• **Required task 1**: Decide whether each statement agrees with the steeple passage: (a) Towers became part of Christian churches around AD 600; (b) early church towers were built into the church building from the start; (c) church towers were adapted from military watchtowers. Answer yes or no for each, quoting the deciding words.
• **Required task 2**: Please output the stretch of the steeple passage from "Towers were not" through "the steeple resulted.", copied word for word.

• **Selection**:
A "steeple", in architecture, is a tall tower or obelisk erected on a building. I have to notice the necessity of a "high place" for the erection of a steeple. It appears that when the obelisk emigrated from its pagan position in the courtyard to the Christian church building, it also mad its way back into the "high places". The more prominent that high place is, and the larger the pillar -the more spiritually impressive Christians believe it yo be.
Steeples are very common on Christian churches and cathedrals and the use of the term generally connotes a religious structure. In Europe, they also grace the court yards of prominent Christian churches and cathedrals as well as most heathen and pagan temples.

Towers were not a part of Christian churches until about AD 600, when they were adapted from military watchtowers. At first they were fairly modest and entirely separate structures from churches. Over time, they were incorporated into the church building and capped with ever-more elaborate roofs until the steeple resulted.

• **Data block**:
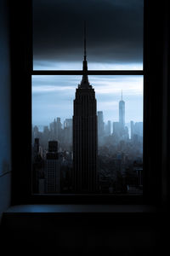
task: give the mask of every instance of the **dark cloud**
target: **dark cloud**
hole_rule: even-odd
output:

• **Exercise response 1**:
(a) Yes: "Towers were not a part of Christian churches until about AD 600"
(b) No: "At first they were fairly modest and entirely separate structures from churches."
(c) Yes: "when they were adapted from military watchtowers"

• **Exercise response 2**:
Towers were not a part of Christian churches until about AD 600, when they were adapted from military watchtowers. At first they were fairly modest and entirely separate structures from churches. Over time, they were incorporated into the church building and capped with ever-more elaborate roofs until the steeple resulted.